(DATASET EXCERPTS begins)

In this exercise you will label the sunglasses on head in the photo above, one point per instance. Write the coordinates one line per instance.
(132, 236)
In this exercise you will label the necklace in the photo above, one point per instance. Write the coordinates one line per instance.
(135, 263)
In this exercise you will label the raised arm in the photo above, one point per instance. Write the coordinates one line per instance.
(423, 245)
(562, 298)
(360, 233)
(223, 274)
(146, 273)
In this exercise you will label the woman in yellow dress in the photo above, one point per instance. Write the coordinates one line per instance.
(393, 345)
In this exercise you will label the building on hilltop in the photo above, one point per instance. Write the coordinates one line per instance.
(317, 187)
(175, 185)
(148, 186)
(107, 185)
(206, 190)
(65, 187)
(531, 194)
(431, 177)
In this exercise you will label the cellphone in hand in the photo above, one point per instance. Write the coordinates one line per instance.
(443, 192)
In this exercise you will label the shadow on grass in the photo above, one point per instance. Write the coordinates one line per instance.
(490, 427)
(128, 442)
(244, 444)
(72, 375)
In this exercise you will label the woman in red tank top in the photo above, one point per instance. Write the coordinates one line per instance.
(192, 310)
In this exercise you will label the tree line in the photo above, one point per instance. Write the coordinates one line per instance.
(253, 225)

(DATASET EXCERPTS ends)
(DATASET EXCERPTS begins)

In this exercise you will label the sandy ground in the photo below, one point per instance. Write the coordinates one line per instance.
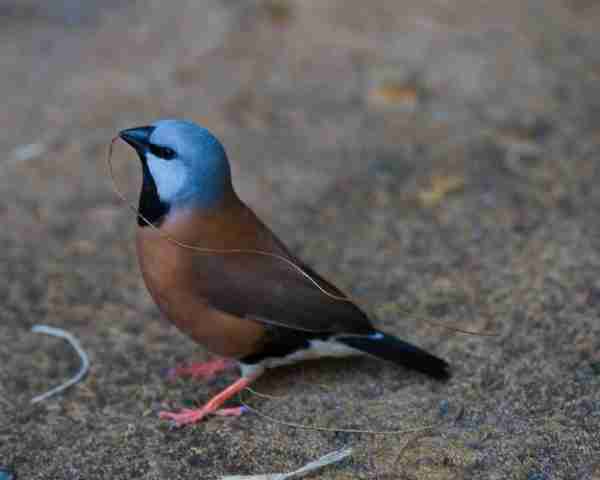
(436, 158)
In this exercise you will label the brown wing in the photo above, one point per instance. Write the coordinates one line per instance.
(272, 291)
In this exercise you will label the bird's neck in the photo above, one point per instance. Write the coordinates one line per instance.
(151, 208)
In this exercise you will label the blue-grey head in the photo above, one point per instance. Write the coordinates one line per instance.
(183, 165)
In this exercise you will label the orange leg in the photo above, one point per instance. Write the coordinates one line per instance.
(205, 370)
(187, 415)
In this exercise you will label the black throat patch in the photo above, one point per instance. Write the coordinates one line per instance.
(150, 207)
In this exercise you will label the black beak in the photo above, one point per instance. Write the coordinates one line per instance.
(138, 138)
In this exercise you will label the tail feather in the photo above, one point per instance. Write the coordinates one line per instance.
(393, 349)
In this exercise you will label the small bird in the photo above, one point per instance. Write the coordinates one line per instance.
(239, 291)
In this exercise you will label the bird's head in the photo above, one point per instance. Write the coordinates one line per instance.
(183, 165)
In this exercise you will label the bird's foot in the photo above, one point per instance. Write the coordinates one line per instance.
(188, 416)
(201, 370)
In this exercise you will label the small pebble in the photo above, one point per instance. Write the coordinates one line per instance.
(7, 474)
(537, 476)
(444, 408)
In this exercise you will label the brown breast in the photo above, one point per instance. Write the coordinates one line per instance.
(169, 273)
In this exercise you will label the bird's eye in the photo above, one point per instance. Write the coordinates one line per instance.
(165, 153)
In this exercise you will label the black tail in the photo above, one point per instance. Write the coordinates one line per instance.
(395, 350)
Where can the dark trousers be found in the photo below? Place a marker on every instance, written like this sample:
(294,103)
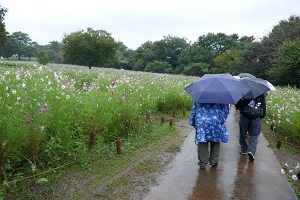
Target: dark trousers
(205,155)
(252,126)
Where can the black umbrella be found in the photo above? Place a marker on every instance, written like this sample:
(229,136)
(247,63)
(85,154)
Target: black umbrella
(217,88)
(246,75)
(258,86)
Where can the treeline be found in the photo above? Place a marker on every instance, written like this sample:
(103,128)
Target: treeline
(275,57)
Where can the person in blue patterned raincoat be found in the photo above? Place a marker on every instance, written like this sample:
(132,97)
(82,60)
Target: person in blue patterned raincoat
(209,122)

(DATASET EXCERPTS ends)

» **PROBLEM REQUIREMENTS**
Find the word "every" in the records and pull out each line that has it.

» **EXERCISE SOLUTION**
Where can the dark trousers be found in the photo below? Place a marker on every instance, written like this sample:
Where can the black umbrella be found in the photo above? Place a marker on every instance, written like this sample:
Where can the treeline be found in the photo above? Place a marker on every instance, written like this sample:
Where can the person in blue patterned raincoat be found in the photo above? Place a marker on every instance, written like this sample:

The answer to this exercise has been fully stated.